* EXERCISE TASK
Retype all of the material below exactly as it appears, leaving out the pictures.

* MATERIAL SUPPLIED
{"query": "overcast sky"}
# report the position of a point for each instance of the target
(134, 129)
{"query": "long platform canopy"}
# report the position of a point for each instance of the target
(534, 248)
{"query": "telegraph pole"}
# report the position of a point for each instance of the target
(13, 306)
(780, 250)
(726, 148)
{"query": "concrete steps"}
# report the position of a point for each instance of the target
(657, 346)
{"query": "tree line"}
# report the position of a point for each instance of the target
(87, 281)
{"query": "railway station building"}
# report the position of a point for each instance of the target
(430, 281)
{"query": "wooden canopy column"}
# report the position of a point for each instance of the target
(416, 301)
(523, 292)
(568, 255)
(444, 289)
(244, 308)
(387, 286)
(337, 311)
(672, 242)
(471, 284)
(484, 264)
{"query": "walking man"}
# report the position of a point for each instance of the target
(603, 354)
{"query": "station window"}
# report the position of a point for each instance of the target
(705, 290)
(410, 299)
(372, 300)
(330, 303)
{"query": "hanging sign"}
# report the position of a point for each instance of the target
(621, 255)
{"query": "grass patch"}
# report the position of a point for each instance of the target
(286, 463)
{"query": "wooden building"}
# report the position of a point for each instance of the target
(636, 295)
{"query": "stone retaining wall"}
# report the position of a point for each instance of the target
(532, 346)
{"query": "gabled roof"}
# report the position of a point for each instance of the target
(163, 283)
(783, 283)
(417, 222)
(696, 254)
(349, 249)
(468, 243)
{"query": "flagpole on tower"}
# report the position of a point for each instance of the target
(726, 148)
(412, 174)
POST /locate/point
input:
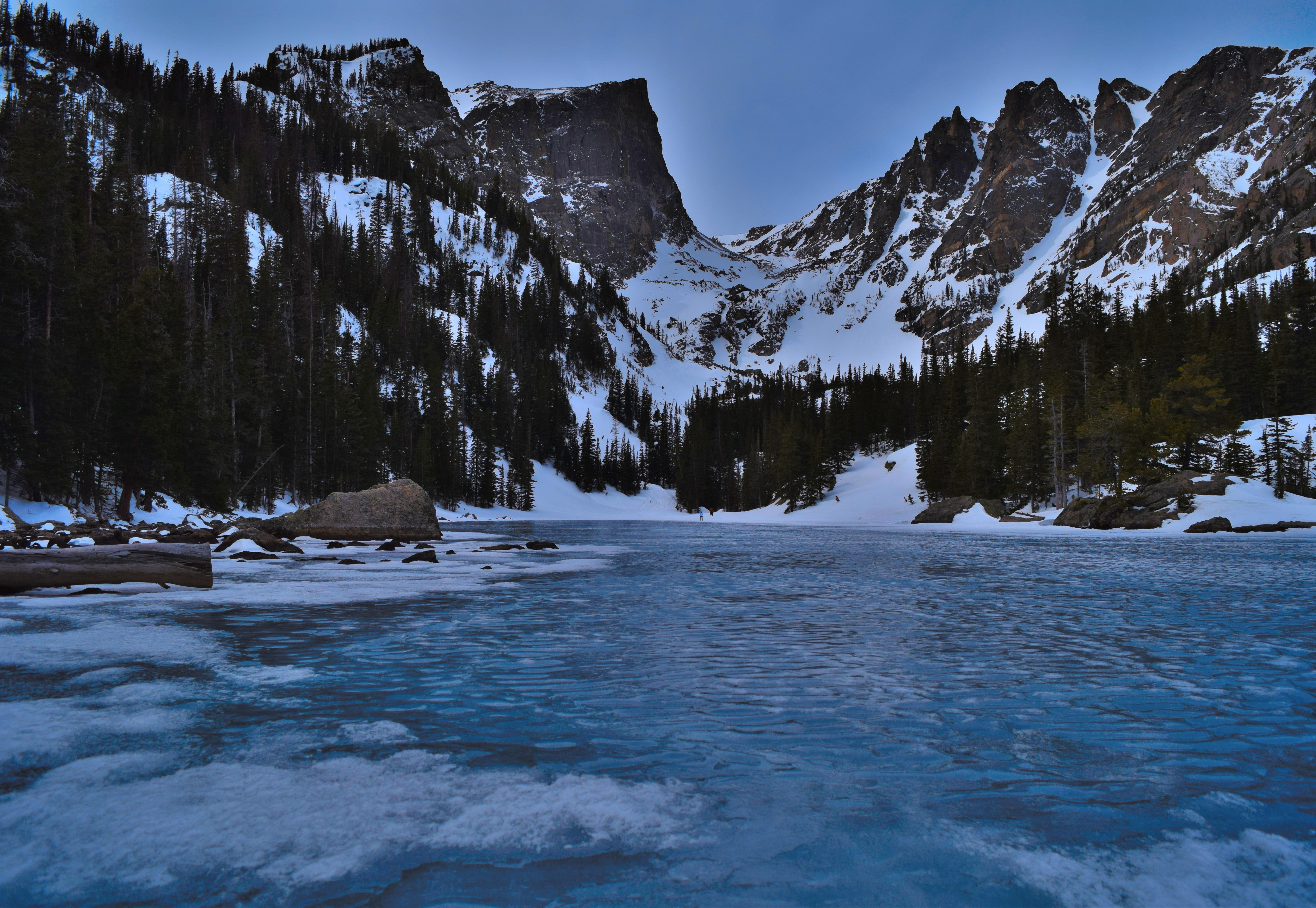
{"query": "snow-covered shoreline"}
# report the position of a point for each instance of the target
(878, 491)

* REPLY
{"query": "overcast sky"}
# report the position of a point for each instance of the target
(134, 129)
{"query": "long platform canopy"}
# report the position of a point for each instance of the target
(534, 248)
{"query": "telegraph pole"}
# report the position of a point for each instance of the target
(13, 306)
(780, 250)
(726, 148)
{"query": "concrete steps"}
# report the position of a point for each instance of the target
(657, 346)
{"query": "tree line"}
# report the position of a point for each instance of the target
(87, 281)
{"query": "railway station building"}
# report the position of a point for each instance of the target
(430, 281)
{"query": "wooden canopy column"}
# report the position of a point for each instance of the target
(416, 301)
(523, 292)
(568, 255)
(444, 289)
(244, 308)
(387, 286)
(337, 311)
(672, 242)
(471, 284)
(484, 264)
{"query": "walking man"}
# report the position of a point for each instance of the target
(603, 354)
{"query": "station window"}
# report the position of a point for each instance of the target
(705, 290)
(410, 299)
(372, 300)
(330, 303)
{"query": "hanging sign"}
# report the position of a point for each instance of the target
(621, 255)
{"query": "grass patch"}
# report the position of a point for each instance of the target
(286, 463)
{"query": "wooden building"}
# report the position of a point for each instance of the target
(636, 295)
{"query": "stone retaining wall"}
# report the position of a point for each instance of the target
(532, 346)
{"query": "gabled roof"}
# report the position of a point for each instance of the target
(163, 283)
(783, 283)
(417, 222)
(696, 254)
(349, 249)
(468, 243)
{"query": "flagpole on tower"}
# report the position of a point for each instance of the target
(726, 148)
(412, 174)
POST /locate/point
input:
{"query": "snow-covered shoreline"}
# report the position of a point for each instance of the target
(878, 491)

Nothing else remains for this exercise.